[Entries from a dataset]
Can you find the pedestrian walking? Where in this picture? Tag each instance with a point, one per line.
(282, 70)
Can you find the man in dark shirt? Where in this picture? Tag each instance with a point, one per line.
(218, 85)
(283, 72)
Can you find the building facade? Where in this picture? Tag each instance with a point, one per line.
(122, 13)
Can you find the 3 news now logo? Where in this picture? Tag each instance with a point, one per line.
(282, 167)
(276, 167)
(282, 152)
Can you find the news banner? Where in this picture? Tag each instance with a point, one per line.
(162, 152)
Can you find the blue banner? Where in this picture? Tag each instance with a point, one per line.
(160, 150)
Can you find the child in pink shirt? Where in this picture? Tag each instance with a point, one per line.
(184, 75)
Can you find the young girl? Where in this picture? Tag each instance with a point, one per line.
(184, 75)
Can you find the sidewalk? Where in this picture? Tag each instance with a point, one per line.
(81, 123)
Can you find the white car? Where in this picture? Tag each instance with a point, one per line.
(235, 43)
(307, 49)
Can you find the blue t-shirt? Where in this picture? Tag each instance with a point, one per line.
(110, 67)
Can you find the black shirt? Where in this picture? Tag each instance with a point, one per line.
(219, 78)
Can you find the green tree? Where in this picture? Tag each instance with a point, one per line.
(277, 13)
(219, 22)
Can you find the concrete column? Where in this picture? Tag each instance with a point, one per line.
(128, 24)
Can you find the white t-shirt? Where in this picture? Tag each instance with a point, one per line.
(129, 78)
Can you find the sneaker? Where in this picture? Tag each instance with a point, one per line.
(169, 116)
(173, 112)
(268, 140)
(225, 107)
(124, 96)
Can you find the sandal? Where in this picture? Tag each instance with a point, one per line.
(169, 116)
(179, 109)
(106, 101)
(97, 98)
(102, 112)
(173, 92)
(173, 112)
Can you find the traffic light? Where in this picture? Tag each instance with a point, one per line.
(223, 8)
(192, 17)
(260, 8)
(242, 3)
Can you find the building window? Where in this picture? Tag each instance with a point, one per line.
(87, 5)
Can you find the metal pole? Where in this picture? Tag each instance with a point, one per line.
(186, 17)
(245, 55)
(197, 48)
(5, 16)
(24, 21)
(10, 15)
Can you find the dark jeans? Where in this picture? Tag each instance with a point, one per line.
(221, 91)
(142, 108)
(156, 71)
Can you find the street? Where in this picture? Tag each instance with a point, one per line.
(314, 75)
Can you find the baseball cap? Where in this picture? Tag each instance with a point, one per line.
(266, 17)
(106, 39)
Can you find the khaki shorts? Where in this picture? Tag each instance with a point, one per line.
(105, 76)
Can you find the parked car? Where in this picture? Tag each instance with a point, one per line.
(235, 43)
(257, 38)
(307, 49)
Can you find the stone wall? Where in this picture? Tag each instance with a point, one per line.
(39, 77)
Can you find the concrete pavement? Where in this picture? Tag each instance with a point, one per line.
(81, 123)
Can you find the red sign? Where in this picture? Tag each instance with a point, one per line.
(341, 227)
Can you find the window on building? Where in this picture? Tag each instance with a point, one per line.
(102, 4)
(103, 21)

● **Given instruction**
Starting at the line that has "Can you find the concrete pavement?" and ending with the last line of the data, write out those lines again, substituting "warning sign" for "red sign" and changing nothing else. Give only those lines.

● **Answer for this exercise**
Can you find the concrete pavement? Where in this picture? Tag each instance with a point, one per line.
(81, 123)
Can you find the warning sign? Where in this picture? Tag each instance with a point, one per line.
(341, 227)
Can you find the window on building? Where in this picture? Tag each instance with a point, one per line.
(102, 4)
(103, 21)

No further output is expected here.